AUFGABE A
Beantworten Sie anhand des Seitentexts kurz die folgenden Fragen:
(i) In welchem Rahmen wird im Seitentext Java als Hauptfach belegt?
(ii) Für wen ist der Onlinekatalog gedacht?
(iii) Auf welcher Datenbank basiert der bestehende Onlinekatalog?

SEITENTEXT

==*==

# Homepage in Java



## d3rbastl3r (22. Mrz 2007)

Hallo,
ich kann etwas Java da ich das als Hauptfach in der Scule habe doch leider lernt man da trotzdem nicht all zu viel deshalb wollte ich einfach mal mich an einen größeren Projekt ran machen (hat mir bei php erlernen sehr geholfen).

Ich habe da an einen OnlineKatalog für eine kleine Werkstatt gedacht. Es existiert zwar schon ein OnlineKatalog doch ist er im moment in PHP programmiert, basierend auf MySQL datenbank, den ich in meinem Praktikum programmiert habe, nun wollte ich den HTML und teil des PHP Codes gegen Java ersetzen.

Zuerst habe ich einpaar fragen 

F1:  Ich programmiere erstmal ein Java Programm, gibt es was speziälles zu beachten? Können probleme bei der einbindung in HTML auftreten?

Die ganzen DB Abfragen möchte ich nicht in Java machen da es unsicher ist, jeder kann dann die Zugangsdaten, Feldnamen, usw... ansehen.
F2: Kann ich ganz normal die SQL Abfragen in PHP programmieren und dann die PHP Dateien mit dem gestartetem Java Programm ausführen und die Ergebnisse der Abfragen wieder in das Java Programm übermitteln ohne dass die Home Page neu aufgeruffen werden muss?

==*==

EINTRÄGE ZUR AUFGABE
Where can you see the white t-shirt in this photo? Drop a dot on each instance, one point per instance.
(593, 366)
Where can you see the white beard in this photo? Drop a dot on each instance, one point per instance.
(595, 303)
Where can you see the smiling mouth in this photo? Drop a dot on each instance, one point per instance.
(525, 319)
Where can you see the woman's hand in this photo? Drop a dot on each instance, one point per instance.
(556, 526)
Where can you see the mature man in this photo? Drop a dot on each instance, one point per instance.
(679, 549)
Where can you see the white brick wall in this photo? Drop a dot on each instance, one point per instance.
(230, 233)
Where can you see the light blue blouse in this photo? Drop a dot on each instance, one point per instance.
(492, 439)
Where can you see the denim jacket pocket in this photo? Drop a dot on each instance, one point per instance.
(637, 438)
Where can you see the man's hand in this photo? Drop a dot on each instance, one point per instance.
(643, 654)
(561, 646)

==*==

AUFGABE B
Suchen Sie in den Einträgen jede Zeile heraus, die das Wort „point“ enthält, und geben Sie diese Zeilen unverändert wieder.

MUSTERLÖSUNG A
(i) In der Schule.
(ii) Für eine kleine Werkstatt.
(iii) Auf einer MySQL-Datenbank.

MUSTERLÖSUNG B
Where can you see the white t-shirt in this photo? Drop a dot on each instance, one point per instance.
Where can you see the white beard in this photo? Drop a dot on each instance, one point per instance.
Where can you see the smiling mouth in this photo? Drop a dot on each instance, one point per instance.
Where can you see the woman's hand in this photo? Drop a dot on each instance, one point per instance.
Where can you see the mature man in this photo? Drop a dot on each instance, one point per instance.
Where can you see the white brick wall in this photo? Drop a dot on each instance, one point per instance.
Where can you see the light blue blouse in this photo? Drop a dot on each instance, one point per instance.
Where can you see the denim jacket pocket in this photo? Drop a dot on each instance, one point per instance.
Where can you see the man's hand in this photo? Drop a dot on each instance, one point per instance.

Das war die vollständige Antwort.